##### Document extract

The court doesn't see the contradiction in this. FSP proud US Citizen Thank you Sam.
The Rule of law versus the rule of 'heart'.
In an evolving democracy, do morals not change over time? In speaking the words that the majority do not want to hear, the minority has the opportunity to be heard. Once the words have been spoken, and then spoken again and again, our society has the opportunity to either affirm or negate those words. We have heard the words of pilgrims, African Americans, the gay community, Neo-Nazis,and now the Westboro church and its community. In a democracy, the righteous prevail.
Deceased members of the military do not fall into that category. When did SCOTOS become so stupid?
There are lessons in human history that are yet to be learned and understood in some sectors of the modern judiciary.
I intend no offence. In a world that is slowly going mad, we non American westerners look to our USA cousins, with desperation, for solidarity in the expression of true human values. When our political minorities run off with fractious new dogma, we tend to dismiss them as the hangover of left and right extremism. Time for us all to wake up and take notice.
There are, indeed, limits on free speech. You cannot yell “fire” in a crowded theatre, as so doing can clearly cause harm. So, too, with these protests at a funeral. The intent, and the result, is to cause extreme emotional harm. Not only is that tortious, in my opinion it ought to be a crime.
You hit the nail on the head.
You would think an enlightened, educated society - served by the Supreme Court would be able to preserve the First Amendment and still protect US citizens (especially those working on behalf of the US and its citizen at the COMMAND of the governement), doing their duty and losing their lives in the process.
Shame on the protesters. Picket Washington not those who serve...
Just despicable! Those church members lack human decency, and the Supreme Court lacked good judgement...
While the US Constitution guarantees certain rights, nowhere in that document will you find that it explicitly imposes responsibilities on individuals in order to obtain those rights. The framers of that document (men who believed in God and actively and openly practiced their religious beliefs) believed that these rights (the original 9) already existed and were imposing restrictions on the government not to infringe on the rights of individuals. It does not “grant” people those rights.
This is an important distinction in this debate because it is the job of the Supreme Court justices to interpret constitutional law. Common sense and civil decency has no place in the Supreme Court justices’ debate and decision calculus. The only question before the court dealt with whether or not the plaintiff’s rights were denied. They clearly were not. Note: I am a proud American, former Army Viet Nam combat vet and an information systems scientist in a large aerospace defense firm. I detest the actions of the members of the Westboro Baptist Church as much as anyone.

##########

__What the task requires__: List every group named in the comment thread above in the sentence that begins "We have heard the words of".

##### Data records

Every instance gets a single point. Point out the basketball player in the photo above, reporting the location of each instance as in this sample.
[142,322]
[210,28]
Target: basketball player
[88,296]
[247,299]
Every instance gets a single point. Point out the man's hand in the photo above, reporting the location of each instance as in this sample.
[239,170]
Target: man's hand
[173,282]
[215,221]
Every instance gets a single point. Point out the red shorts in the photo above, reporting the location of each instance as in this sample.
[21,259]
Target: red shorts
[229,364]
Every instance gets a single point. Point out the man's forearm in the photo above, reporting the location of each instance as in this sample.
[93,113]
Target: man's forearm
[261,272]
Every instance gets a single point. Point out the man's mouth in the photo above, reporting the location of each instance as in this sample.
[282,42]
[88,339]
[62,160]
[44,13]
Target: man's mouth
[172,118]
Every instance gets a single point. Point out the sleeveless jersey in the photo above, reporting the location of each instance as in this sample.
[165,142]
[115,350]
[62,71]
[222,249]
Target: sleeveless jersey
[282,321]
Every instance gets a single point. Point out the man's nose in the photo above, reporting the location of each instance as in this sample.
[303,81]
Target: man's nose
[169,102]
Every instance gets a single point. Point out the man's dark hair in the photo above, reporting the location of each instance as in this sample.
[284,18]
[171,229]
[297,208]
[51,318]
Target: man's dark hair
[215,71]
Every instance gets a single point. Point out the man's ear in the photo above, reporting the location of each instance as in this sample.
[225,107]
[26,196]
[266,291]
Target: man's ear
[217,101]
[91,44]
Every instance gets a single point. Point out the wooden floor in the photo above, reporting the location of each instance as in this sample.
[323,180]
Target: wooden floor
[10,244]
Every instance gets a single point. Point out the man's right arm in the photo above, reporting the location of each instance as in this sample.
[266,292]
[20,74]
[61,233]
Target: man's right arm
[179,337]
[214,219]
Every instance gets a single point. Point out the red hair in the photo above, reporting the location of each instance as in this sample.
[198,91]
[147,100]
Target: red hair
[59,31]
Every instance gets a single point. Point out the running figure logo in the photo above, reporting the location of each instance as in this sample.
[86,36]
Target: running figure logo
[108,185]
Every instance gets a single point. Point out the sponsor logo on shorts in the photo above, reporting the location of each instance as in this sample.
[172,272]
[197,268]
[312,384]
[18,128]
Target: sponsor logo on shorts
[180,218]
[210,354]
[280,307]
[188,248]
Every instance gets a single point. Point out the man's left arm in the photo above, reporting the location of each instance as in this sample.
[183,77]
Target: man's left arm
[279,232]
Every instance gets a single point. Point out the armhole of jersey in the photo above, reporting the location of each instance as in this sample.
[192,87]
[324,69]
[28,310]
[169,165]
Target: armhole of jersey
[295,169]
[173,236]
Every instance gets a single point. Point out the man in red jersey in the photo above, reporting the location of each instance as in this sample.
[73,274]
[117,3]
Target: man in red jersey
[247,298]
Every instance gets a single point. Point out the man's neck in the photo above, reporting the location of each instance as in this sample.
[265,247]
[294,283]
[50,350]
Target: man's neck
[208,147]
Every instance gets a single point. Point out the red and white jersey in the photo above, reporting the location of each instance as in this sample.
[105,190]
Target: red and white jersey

##########

__Full answer__: pilgrims; African Americans; the gay community; Neo-Nazis; the Westboro church and its community